● WORK INSTRUCTIONS
Retype the entries below without any changes, starting with the line that contains "Point out the green banana" and going on through the line that contains "x=1043 y=486". Include both of those lines and nothing beyond them.

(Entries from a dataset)
::::::

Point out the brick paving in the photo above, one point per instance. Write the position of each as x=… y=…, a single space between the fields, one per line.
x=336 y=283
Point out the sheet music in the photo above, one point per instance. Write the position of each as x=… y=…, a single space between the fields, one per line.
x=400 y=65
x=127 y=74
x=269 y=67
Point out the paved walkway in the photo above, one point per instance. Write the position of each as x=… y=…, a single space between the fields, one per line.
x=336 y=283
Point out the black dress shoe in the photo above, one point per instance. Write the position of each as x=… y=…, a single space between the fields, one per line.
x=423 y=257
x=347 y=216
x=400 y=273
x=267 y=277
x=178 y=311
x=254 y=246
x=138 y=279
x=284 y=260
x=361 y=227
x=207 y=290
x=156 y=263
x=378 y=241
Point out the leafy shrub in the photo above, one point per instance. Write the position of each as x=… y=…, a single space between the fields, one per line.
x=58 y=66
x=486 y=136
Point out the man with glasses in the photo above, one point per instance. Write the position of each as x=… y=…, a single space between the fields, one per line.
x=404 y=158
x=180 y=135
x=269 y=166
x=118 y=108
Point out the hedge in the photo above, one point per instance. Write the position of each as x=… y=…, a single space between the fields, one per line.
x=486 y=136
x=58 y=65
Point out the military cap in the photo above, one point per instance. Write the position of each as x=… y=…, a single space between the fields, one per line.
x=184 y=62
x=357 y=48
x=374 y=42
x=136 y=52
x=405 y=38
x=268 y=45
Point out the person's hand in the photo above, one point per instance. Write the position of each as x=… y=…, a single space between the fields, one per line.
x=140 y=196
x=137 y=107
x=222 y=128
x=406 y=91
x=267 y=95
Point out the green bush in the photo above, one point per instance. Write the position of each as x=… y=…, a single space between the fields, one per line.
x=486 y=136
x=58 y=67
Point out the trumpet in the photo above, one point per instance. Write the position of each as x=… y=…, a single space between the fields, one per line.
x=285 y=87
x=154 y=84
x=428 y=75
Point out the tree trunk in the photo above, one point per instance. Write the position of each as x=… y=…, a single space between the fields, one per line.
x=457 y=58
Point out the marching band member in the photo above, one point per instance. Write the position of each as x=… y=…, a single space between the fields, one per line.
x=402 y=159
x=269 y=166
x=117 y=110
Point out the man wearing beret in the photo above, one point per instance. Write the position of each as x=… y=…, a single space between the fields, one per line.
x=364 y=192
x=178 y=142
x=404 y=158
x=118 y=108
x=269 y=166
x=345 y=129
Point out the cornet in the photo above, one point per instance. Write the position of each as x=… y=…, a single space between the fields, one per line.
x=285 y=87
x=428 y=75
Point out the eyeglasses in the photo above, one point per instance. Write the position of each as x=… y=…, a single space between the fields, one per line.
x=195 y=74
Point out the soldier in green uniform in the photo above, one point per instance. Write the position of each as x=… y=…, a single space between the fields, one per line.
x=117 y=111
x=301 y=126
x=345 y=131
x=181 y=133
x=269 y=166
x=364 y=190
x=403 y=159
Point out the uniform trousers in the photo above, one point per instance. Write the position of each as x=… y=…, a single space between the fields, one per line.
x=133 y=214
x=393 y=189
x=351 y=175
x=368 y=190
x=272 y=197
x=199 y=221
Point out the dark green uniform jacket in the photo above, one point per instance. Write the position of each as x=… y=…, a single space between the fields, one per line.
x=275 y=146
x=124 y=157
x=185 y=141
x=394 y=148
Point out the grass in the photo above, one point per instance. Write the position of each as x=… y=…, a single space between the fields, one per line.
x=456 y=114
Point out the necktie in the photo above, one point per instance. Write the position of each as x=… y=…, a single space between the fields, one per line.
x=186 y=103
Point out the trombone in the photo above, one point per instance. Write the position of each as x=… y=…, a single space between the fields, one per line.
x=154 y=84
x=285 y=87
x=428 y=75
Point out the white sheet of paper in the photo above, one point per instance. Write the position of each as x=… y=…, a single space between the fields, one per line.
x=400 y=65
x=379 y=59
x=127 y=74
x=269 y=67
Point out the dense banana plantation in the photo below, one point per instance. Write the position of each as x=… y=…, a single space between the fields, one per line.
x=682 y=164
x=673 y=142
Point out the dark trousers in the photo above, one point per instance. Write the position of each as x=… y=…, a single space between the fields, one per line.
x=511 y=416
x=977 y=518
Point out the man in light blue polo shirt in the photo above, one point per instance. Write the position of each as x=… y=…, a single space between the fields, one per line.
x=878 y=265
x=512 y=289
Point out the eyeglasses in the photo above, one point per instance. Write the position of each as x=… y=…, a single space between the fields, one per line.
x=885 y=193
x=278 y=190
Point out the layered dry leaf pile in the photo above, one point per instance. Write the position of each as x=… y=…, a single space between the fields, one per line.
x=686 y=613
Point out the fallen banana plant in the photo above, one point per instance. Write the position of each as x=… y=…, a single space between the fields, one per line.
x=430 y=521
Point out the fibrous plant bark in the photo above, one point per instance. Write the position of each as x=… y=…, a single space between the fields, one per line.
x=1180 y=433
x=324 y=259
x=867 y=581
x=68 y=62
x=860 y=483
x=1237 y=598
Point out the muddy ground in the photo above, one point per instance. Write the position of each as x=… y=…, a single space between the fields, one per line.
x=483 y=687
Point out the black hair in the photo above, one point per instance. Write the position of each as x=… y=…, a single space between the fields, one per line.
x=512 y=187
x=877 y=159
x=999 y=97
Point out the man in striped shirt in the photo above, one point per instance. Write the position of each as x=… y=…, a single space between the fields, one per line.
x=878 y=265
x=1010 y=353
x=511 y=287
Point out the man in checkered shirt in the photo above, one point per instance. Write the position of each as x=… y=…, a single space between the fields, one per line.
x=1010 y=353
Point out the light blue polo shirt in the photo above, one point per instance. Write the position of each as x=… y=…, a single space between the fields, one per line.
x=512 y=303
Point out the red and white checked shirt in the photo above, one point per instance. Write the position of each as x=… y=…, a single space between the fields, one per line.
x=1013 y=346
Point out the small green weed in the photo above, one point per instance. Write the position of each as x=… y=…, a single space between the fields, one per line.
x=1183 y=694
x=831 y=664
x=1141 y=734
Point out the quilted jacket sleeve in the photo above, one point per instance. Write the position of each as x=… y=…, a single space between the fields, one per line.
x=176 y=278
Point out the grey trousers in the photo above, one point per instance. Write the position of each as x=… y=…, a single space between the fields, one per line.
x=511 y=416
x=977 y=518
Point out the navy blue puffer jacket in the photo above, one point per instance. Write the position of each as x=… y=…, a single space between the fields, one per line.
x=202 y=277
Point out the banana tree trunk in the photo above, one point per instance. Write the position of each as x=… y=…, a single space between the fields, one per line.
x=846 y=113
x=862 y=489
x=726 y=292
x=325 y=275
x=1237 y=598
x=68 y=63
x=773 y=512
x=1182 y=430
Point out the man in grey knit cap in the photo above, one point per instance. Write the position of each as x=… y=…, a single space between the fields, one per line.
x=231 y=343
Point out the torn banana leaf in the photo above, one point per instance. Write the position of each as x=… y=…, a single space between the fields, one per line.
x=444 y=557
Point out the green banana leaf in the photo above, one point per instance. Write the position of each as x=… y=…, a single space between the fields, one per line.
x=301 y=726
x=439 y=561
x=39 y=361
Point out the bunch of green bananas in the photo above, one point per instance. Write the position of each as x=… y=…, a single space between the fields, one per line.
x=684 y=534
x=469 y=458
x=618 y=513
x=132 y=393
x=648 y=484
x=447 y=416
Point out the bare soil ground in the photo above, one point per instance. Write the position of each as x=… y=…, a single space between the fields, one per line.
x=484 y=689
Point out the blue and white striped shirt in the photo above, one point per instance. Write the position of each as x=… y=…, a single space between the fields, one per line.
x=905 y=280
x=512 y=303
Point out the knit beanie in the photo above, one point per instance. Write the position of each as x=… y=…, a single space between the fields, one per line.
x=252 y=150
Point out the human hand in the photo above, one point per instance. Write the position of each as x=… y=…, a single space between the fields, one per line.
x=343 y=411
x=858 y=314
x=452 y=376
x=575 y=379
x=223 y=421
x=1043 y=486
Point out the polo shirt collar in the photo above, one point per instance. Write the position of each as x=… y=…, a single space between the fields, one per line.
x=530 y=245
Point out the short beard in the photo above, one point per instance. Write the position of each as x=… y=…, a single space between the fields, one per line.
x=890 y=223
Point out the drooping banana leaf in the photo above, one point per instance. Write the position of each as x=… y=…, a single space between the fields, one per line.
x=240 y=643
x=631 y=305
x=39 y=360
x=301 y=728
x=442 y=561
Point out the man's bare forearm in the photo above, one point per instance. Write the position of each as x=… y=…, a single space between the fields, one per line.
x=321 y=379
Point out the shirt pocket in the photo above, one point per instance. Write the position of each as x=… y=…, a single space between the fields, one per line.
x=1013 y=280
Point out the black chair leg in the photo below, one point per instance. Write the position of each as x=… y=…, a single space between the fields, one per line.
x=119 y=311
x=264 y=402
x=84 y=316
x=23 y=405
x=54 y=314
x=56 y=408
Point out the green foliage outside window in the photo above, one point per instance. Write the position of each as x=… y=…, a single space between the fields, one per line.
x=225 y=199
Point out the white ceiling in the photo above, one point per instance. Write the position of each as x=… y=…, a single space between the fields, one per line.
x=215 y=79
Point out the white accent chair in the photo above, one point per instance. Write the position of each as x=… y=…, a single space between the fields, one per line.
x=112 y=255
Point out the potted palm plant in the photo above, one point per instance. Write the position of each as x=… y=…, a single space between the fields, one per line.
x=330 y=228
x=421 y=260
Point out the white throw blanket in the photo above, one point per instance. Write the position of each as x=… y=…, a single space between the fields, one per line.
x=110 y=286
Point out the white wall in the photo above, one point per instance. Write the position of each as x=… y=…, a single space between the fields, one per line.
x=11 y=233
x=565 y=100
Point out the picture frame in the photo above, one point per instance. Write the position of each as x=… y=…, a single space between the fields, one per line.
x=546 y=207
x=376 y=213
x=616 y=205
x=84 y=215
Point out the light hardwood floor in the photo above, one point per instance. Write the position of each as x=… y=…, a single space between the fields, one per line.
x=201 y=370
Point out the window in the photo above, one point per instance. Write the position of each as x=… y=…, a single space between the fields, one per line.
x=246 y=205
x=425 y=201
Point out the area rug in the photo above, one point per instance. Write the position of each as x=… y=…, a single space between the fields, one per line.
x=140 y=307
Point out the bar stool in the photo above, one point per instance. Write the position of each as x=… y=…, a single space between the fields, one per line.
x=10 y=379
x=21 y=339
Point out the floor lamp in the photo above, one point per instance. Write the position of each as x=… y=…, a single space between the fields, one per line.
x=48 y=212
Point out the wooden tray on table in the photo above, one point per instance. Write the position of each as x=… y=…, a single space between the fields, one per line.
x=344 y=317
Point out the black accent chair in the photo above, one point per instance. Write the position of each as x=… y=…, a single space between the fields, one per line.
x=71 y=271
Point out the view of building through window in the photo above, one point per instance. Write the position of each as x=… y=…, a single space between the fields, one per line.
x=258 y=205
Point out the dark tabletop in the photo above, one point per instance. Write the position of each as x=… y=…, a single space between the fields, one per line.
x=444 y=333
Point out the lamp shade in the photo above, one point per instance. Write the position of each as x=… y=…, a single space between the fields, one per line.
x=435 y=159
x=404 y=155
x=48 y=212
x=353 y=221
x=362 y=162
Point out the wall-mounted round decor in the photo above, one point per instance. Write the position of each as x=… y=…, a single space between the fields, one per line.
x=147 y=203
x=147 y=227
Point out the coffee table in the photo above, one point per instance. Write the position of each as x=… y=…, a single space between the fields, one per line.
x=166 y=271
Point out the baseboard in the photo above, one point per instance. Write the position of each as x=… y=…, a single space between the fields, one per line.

::::::

● ANSWER TO THE PROBLEM
Point out the green banana leaf in the photo above, one point per instance. Write the position of each as x=… y=…, a single space between the fields, one per line.
x=301 y=726
x=439 y=561
x=39 y=361
Point out the bunch of green bananas in the photo above, one point per instance. Write the position of each as x=… y=…, a single space between the fields, one per line.
x=684 y=534
x=469 y=458
x=618 y=513
x=132 y=393
x=648 y=484
x=447 y=416
Point out the bare soil ground in the photo above, one point per instance. Write the position of each as x=… y=…, a single space between the fields, one per line.
x=484 y=689
Point out the blue and white striped shirt in the photo above, one point per instance. Write the position of each as x=… y=…, a single space between the fields, one per line.
x=905 y=280
x=512 y=303
Point out the knit beanie in the photo above, one point per instance. Write the position of each as x=… y=…, a single space between the fields, one per line.
x=252 y=150
Point out the human hand in the photo above, one point per instance. Write the position of each as x=… y=…, a single space between the fields, one per line.
x=343 y=411
x=858 y=314
x=452 y=376
x=575 y=379
x=223 y=421
x=1043 y=486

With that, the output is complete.